**Supplied passage**
This brain hack never worked for me so I'll give you mostly the reverse
advices:

1\. Make a very comfy work place at home. It can be at your gaming machine as
long as you don't stop work to game or browse HN/Reddit/what-have-you.

2\. To build discipline, you have to change your mindset to goal-oriented and
not hours-oriented. It's not about putting your arse at the chair at 9:00 and
getting up at 17:30. Not at all. It's about "I want to achieve X and Y today".

3\. One thing from the other advices I do like is: make sure you get social
and human contact every now and then. It's _extremely_ easy to never talk to
anyone ever again if you work and rest at the same real estate. Go out for
coffee or to pack lunch. Do that to refresh your brain and to have an excuse
to exchange a few phrases with people.

Entries from a point annotation set:

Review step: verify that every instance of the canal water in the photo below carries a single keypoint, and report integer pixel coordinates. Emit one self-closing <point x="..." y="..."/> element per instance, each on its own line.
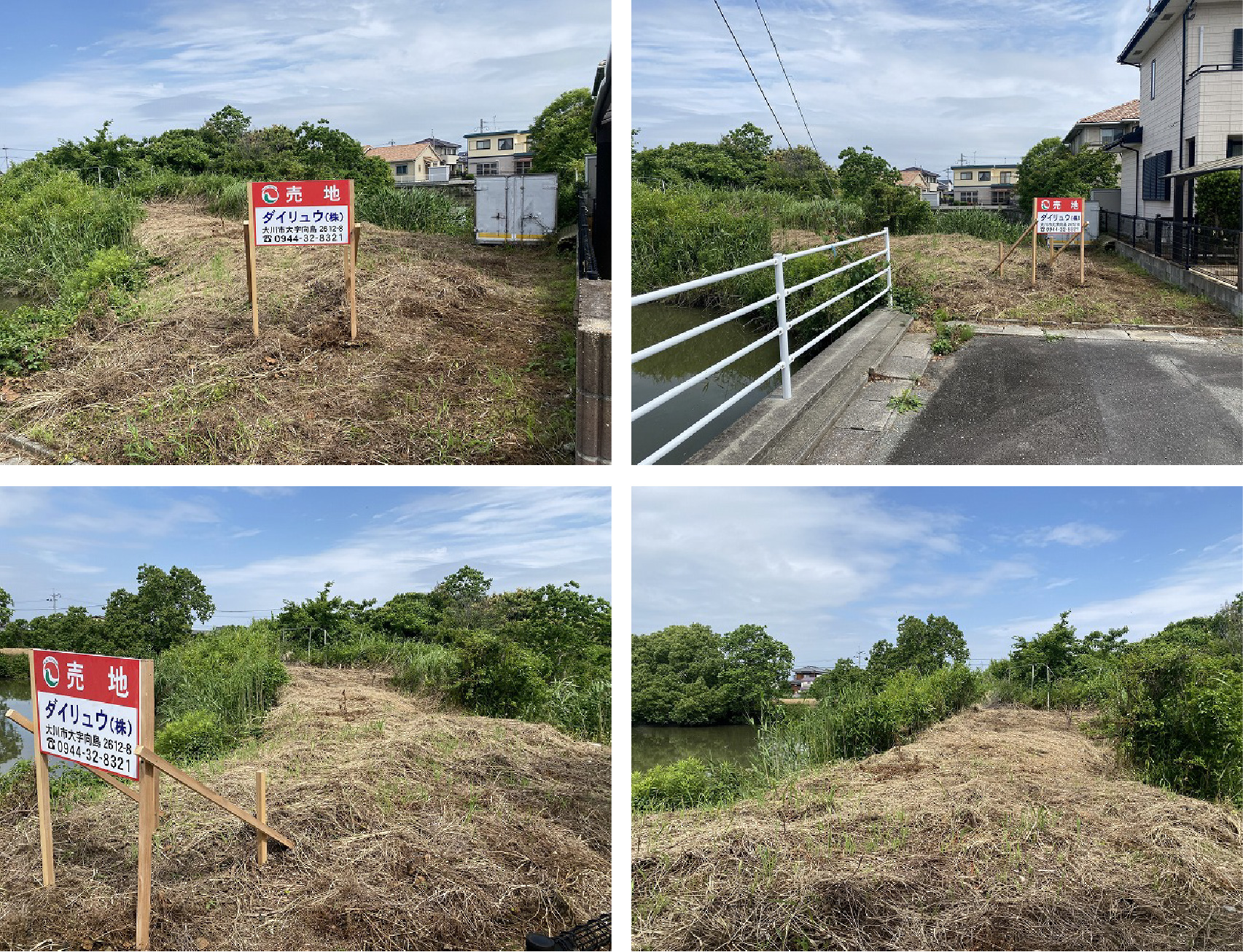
<point x="663" y="372"/>
<point x="654" y="745"/>
<point x="15" y="742"/>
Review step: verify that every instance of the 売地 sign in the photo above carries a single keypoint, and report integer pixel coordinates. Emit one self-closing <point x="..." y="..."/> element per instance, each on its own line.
<point x="86" y="710"/>
<point x="301" y="213"/>
<point x="1059" y="216"/>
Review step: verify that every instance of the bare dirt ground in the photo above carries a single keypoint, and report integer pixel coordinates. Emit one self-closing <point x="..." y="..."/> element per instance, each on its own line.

**List of tasks**
[a] Answer these questions from the work-from-home advice.
(i) According to the first point, what machine can serve as the comfortable work place, and on what condition?
(ii) According to the second point, what mindset must replace an hours-oriented one to build discipline?
(iii) According to the third point, what becomes extremely easy when work and rest happen at the same real estate?
[b] Go on with the work-from-home advice, starting after its final sentence.

**Solved tasks**
[a]
(i) The gaming machine can serve, as long as you don't stop work to game or browse HN/Reddit/what-have-you.
(ii) A goal-oriented mindset.
(iii) Never talking to anyone ever again.

[b]
4\. If you are not a person that has an exact work and rest schedule, that's
quite fine; everybody has been telling me that I shouldn't work a minute
outside the work hours but I never found this to be productive. I sometimes
had days during which my work hours have been all a haze and then I got a
power surge at midnight. As long as working at random hours does not depress
you (it does depress many though, have that in mind!) then it's quite fine to
do it.

5\. Dressing for work is something that I, again, found optional. I am quite
fine working in my pyjamas and I never felt lazy because of it. Dress comfy!
I've spent days with pyjamas and a blanket on my legs.

\---

Truthfully, your biggest hurdle is NOT to think "I am at home, I can slack".
There are multitude of ways to cope with that but mine was to switch to a
goal-oriented mindset and not an hours-oriented one.

If you can overcome the laziness because you're at home and are not closely
supervised then honestly, you'll be just fine.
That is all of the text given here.